● Input for this task:

• • •

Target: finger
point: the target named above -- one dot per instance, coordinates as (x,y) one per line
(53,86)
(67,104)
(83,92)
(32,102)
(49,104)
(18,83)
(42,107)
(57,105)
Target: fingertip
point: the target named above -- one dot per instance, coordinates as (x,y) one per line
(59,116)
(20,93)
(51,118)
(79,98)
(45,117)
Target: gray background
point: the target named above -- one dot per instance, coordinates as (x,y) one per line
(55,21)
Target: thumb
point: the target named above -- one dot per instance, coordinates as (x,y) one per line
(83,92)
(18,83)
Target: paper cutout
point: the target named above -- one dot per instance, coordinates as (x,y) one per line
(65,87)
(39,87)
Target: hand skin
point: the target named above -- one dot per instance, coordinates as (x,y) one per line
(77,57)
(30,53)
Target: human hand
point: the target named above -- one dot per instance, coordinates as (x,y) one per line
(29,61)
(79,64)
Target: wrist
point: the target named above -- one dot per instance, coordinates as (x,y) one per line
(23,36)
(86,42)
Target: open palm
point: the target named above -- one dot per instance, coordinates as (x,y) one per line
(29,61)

• • •

● What you will do: Rewrite all of the data above, changing "human hand" to "whole hand" and leaving everything else as it is.

● Result for this exercise:
Target: finger
point: the target named above -- one dot per instance, coordinates as (x,y) one per line
(53,86)
(67,104)
(83,92)
(32,102)
(49,104)
(18,83)
(42,107)
(57,105)
Target: fingertip
point: the target named above -- one dot per instance, coordinates as (x,y) one per line
(59,116)
(20,93)
(51,118)
(79,98)
(45,117)
Target: gray background
point: the target named above -- one dot per instance, coordinates as (x,y) one per line
(55,21)
Target: thumb
point: the target named above -- one dot per instance, coordinates as (x,y) one per line
(83,92)
(18,83)
Target: paper cutout
point: the target named above -- one dot per instance, coordinates as (x,y) one per line
(65,87)
(39,87)
Target: hand skin
point: the target named above -- one dot per instance, coordinates as (x,y) one per line
(77,57)
(30,53)
Target: whole hand
point: the target named above -- one dot per instance, coordinates as (x,y) one per line
(29,61)
(79,64)
Target: wrist
point: the target named above -- one dot per instance, coordinates as (x,y) one per line
(23,36)
(86,42)
Target: open palm
point: the target named above -- one dot per instance, coordinates as (x,y) one per line
(29,61)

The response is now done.